===== Stored data

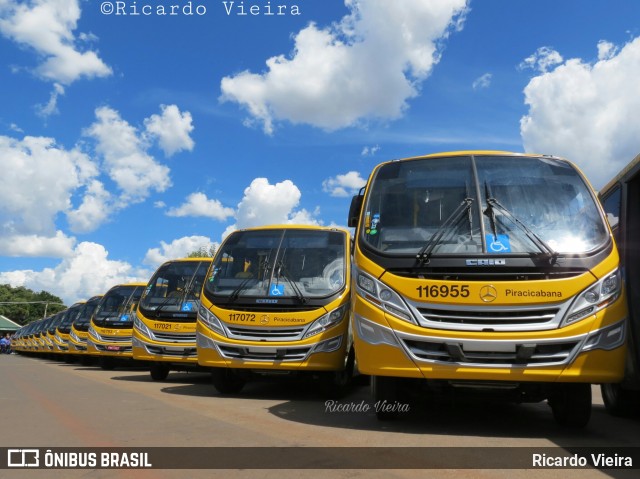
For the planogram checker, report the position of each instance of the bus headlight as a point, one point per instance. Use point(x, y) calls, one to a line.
point(210, 320)
point(382, 296)
point(93, 334)
point(595, 298)
point(139, 325)
point(327, 321)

==========

- What the exercise asks
Reproduce every row above verbatim, including each point line, and omit the pictures from your output.

- Exercise output
For the planogram checker, report the position of each instance of the bus headlight as a point, one point per instance. Use point(x, y) calls, one to a line.
point(210, 320)
point(382, 296)
point(93, 334)
point(595, 298)
point(139, 325)
point(327, 321)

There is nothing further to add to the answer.